• _Exercise goal_
Give all of the lines again exactly as they read.

════════════════════

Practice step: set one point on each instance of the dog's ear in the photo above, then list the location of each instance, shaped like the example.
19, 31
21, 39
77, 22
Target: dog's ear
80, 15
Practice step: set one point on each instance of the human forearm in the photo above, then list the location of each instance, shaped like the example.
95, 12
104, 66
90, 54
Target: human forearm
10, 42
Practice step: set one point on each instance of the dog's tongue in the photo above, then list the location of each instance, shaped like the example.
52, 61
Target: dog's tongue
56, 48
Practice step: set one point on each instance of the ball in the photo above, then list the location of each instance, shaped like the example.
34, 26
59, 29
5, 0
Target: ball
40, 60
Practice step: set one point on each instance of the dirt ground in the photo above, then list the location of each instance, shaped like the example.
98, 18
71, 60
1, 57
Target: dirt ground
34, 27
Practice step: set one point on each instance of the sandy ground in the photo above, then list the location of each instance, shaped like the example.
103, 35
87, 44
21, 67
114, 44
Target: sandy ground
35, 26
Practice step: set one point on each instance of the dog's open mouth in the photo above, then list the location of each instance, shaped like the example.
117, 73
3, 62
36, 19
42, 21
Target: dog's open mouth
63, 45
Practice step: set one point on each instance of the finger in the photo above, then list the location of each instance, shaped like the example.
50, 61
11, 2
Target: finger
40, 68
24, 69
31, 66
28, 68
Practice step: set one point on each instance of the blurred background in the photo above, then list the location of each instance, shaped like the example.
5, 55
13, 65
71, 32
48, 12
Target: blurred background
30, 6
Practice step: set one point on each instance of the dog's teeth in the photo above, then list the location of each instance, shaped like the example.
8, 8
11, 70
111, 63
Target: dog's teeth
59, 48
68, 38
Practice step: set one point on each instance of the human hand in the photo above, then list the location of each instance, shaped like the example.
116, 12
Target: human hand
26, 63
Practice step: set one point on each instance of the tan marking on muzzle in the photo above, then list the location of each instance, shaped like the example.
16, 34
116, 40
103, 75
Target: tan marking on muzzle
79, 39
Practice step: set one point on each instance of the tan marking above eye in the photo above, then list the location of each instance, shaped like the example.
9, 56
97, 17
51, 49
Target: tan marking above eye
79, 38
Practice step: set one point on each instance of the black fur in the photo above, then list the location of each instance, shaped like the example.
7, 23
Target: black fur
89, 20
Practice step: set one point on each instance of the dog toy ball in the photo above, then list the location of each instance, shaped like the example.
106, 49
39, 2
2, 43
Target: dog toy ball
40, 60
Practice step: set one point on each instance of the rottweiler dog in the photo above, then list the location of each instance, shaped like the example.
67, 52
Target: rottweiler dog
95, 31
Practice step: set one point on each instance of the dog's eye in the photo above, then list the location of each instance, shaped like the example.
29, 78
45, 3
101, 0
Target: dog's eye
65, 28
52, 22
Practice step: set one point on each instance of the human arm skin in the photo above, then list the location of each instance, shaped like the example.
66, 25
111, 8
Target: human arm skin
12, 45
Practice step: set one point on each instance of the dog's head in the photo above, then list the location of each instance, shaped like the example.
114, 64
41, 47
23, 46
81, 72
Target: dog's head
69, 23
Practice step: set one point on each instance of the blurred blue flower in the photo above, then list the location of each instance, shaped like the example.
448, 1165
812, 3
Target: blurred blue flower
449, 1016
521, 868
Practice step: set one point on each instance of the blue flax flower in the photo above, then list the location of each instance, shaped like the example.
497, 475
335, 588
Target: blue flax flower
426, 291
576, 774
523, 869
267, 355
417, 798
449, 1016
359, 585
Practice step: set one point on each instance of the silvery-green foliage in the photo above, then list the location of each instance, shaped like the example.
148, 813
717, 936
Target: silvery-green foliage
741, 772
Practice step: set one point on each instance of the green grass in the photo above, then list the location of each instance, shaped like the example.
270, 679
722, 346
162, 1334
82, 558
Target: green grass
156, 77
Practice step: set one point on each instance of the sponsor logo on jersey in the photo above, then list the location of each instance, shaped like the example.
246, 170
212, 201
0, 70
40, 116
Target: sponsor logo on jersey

════════════════════

• _Task result_
Practice step: set one point on each instance of the dog's ear in the photo above, then list the location of each instance, shaped like the example.
19, 31
21, 39
77, 22
Target: dog's ear
80, 15
Practice step: set one point on each instance of the human forearm in the photo above, then list the location of each instance, shaped like the example.
95, 12
104, 66
90, 54
Target: human forearm
10, 42
Practice step: set one point on each instance of the dog's tongue in the photo above, then list the location of each instance, shaped like the example.
52, 61
Target: dog's tongue
56, 48
Practice step: set one point on each instance of the ball in the photo above, then list the location of each instance, shaped like the example.
34, 26
59, 29
5, 0
Target: ball
40, 60
Practice step: set one point on each instance of the dirt ground in the photo above, then list the location of each instance, shaped like the example.
98, 18
71, 60
1, 57
Target: dirt ground
34, 27
Practice step: set one point on each instance of the sandy ground in the photo above, then list the location of each instance, shaped like the example.
103, 35
87, 44
21, 67
114, 44
Target: sandy ground
35, 26
Practice step: set one point on each instance of the dog's open mouth in the photo above, then list the location of each instance, shaped like the example.
117, 73
3, 62
36, 19
42, 21
Target: dog's open mouth
63, 45
Practice step: set one point on each instance of the finger in the photo above, then list the location of each instance, shaped like the example.
50, 61
11, 2
Target: finger
40, 68
24, 69
31, 66
28, 68
Practice step: set one point on each instance of the blurred background in the photo above, then list the location of each instance, shaped like the example.
5, 55
13, 65
71, 32
48, 12
Target: blurred background
30, 6
Practice step: set one point on each instance of the dog's teeth in the photo above, then list the location of each instance, shaped like the example.
8, 8
11, 70
111, 63
Target: dog's teeth
59, 48
68, 38
Practice step: set one point on each instance of the human hand in the photo above, then list the location of each instance, shaped like the example.
116, 12
Target: human hand
26, 63
Practice step: set one point on each instance of the tan marking on muzzle in the photo above, then list the location of each instance, shaped like the example.
16, 34
116, 40
103, 75
Target: tan marking on muzzle
79, 39
Practice step: set one point on each instance of the tan marking above eye in the photo above, then list the location of each instance, shaped like the example.
9, 56
97, 17
51, 49
Target: tan marking above eye
79, 38
Practice step: set one point on each instance of the black fur in the photo above, then list the location of each instance, shaped like the example.
7, 23
Target: black fur
89, 20
Practice step: set one point on each instance of the dog toy ball in the photo above, then list the location of each instance, shaped like the example.
106, 49
39, 2
2, 43
Target: dog toy ball
40, 60
Practice step: set one point on each instance of the rottweiler dog in the photo above, then list the location of each instance, shaped like the example.
67, 52
Target: rottweiler dog
95, 31
Practice step: set one point on each instance of the dog's eye in the photo above, then list the location of each instance, shaped like the example.
29, 78
45, 3
101, 0
Target: dog's eye
65, 28
52, 22
Practice step: set one point on each instance of the human arm skin in the photo above, then list the location of each instance, shaped like the example.
66, 25
111, 8
Target: human arm skin
12, 45
Practice step: set one point on each instance of the dog's head in the photo above, then list the location of each instance, shaped like the example.
114, 64
41, 47
23, 46
81, 72
Target: dog's head
69, 23
Practice step: set one point on each instance of the blurred blue flower in the photo above, then list the location of each instance, shaped like the example.
448, 1165
812, 3
Target: blurred blue flower
449, 1016
521, 868
Practice step: set one point on each instance of the blue flax flower in the photo above, then list the location of each instance, shaped like the example.
497, 475
335, 588
Target: blue flax flower
426, 291
576, 774
523, 869
267, 355
417, 798
449, 1016
359, 585
Practice step: set one point on each instance of the silvery-green foliage in the photo above, then list the location of each instance, shaped like the example.
148, 813
717, 936
Target: silvery-green foliage
741, 772
Practice step: set one point on each instance of the green grass in the photo above, then list the location of each instance, shaped like the example.
270, 679
722, 346
162, 1334
82, 558
Target: green grass
156, 77
Practice step: set one point on each instance of the sponsor logo on jersey in the photo above, then list the location of each instance, shaped like the example.
246, 170
212, 201
0, 70
40, 116
Target: sponsor logo on jersey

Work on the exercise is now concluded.